Across the data below, how many lines hold "written"? Answer with that number and nothing else.

LISTED ENTRIES:

<<<<

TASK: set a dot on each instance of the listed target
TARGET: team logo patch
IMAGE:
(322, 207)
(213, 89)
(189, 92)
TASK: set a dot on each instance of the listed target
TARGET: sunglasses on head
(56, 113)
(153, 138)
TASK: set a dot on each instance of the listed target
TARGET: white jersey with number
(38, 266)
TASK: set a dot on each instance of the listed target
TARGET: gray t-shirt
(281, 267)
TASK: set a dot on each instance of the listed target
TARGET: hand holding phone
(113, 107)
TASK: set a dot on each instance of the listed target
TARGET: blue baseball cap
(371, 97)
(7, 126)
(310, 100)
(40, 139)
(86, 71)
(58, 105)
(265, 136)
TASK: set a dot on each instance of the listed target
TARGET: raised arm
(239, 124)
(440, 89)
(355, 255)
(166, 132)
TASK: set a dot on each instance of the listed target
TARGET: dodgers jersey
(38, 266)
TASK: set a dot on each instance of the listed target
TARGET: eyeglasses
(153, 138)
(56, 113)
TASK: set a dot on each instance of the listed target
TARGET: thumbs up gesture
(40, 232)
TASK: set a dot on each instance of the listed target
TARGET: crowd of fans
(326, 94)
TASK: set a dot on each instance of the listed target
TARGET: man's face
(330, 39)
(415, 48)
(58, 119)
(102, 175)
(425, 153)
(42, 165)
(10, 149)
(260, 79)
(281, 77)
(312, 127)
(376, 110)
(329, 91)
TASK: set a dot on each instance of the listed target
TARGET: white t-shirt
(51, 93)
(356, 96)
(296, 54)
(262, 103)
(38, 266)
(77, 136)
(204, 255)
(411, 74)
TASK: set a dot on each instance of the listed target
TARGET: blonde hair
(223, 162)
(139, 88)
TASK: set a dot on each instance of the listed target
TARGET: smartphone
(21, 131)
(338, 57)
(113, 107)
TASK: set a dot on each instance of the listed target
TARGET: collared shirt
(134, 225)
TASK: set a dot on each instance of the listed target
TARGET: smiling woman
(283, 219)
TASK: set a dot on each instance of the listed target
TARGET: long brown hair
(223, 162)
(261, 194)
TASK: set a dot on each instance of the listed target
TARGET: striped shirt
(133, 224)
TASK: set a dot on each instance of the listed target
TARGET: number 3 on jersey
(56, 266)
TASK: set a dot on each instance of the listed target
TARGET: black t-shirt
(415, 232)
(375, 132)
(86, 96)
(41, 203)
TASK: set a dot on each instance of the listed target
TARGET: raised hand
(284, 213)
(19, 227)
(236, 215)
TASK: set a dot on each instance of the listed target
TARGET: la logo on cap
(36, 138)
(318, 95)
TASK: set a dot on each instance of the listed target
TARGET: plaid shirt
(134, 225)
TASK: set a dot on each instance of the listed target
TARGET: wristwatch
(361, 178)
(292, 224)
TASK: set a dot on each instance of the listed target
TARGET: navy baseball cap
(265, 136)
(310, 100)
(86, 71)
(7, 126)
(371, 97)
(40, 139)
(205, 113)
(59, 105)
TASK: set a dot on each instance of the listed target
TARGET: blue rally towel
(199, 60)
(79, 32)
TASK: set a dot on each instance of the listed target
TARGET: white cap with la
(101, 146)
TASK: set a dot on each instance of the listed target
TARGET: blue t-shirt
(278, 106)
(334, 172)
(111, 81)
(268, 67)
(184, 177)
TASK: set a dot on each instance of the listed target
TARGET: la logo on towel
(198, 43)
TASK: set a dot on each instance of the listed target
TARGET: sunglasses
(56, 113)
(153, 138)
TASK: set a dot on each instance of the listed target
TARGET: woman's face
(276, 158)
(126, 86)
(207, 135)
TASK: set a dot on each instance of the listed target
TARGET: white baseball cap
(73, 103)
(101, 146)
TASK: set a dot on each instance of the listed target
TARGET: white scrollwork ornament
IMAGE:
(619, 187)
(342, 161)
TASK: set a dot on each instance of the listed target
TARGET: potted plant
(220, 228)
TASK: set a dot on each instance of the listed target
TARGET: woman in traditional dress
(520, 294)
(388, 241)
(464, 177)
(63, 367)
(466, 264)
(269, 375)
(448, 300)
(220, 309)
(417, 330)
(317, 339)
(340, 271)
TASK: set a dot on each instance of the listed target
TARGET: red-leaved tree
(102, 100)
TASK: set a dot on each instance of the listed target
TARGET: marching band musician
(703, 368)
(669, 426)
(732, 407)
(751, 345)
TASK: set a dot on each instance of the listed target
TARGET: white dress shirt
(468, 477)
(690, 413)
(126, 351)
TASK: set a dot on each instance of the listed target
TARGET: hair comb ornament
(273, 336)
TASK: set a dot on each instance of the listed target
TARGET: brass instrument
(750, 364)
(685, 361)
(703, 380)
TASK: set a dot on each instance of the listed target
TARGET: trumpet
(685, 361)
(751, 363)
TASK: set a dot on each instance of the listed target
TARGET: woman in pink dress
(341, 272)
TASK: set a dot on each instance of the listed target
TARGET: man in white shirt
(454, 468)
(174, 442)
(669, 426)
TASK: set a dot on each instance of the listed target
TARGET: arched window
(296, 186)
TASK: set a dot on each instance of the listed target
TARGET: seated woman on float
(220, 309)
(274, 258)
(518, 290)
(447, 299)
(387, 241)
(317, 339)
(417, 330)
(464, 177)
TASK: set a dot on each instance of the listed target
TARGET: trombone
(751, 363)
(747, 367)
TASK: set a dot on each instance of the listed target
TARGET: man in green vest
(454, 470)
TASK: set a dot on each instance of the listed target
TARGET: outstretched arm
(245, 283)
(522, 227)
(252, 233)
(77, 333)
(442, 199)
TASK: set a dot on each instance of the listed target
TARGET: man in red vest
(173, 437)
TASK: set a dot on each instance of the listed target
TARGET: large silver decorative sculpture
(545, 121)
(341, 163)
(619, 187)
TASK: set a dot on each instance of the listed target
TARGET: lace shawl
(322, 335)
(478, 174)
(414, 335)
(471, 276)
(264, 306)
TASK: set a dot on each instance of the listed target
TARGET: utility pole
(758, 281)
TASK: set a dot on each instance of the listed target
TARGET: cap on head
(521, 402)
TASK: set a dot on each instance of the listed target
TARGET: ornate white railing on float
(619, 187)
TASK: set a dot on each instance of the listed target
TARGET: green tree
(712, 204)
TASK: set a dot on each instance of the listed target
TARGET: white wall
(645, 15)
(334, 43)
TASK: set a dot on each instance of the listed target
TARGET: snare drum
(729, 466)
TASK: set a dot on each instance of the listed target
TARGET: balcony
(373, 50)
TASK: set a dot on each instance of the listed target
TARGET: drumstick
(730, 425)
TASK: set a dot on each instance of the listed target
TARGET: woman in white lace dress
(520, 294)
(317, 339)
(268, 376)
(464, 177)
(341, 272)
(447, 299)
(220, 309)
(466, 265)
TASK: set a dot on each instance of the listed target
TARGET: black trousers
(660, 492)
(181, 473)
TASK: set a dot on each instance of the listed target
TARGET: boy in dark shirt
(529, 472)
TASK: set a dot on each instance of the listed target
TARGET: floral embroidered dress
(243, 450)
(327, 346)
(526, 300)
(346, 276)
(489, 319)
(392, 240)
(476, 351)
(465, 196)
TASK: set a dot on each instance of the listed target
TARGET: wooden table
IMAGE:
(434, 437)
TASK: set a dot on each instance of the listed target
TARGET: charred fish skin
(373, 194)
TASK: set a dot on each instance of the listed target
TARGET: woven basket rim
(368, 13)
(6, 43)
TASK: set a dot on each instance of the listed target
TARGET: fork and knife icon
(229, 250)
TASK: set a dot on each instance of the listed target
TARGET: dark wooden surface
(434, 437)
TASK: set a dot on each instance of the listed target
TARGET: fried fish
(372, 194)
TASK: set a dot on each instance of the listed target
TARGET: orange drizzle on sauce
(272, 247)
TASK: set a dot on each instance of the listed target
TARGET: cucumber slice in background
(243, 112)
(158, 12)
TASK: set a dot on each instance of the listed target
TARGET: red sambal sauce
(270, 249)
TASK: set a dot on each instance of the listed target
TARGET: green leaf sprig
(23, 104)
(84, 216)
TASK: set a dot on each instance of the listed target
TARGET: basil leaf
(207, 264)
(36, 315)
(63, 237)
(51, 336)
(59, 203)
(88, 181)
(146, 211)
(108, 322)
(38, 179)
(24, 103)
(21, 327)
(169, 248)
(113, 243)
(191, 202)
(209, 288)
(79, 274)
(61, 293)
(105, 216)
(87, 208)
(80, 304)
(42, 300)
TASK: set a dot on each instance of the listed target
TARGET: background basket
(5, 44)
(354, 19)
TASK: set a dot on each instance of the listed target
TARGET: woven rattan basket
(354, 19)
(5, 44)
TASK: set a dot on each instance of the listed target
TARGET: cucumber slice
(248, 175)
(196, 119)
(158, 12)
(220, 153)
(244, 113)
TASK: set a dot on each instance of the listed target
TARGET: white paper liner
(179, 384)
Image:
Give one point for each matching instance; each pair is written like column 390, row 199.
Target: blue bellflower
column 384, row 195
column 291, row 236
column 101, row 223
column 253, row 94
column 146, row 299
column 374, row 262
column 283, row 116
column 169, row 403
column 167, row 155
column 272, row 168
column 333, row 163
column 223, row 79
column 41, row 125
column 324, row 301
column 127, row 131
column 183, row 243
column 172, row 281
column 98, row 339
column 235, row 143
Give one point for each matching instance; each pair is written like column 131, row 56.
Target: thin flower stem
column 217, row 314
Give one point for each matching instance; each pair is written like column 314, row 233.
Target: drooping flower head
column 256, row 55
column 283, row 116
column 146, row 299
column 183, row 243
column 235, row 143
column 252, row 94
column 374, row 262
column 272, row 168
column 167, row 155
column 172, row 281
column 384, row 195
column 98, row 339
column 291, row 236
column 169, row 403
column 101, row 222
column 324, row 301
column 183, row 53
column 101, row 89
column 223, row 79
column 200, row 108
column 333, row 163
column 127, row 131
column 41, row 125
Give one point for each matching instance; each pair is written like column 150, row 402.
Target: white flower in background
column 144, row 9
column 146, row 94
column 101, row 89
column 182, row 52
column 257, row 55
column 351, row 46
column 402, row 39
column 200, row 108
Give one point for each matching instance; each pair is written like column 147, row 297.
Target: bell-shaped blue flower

>>>>

SOLUTION TO THE EXERCISE:
5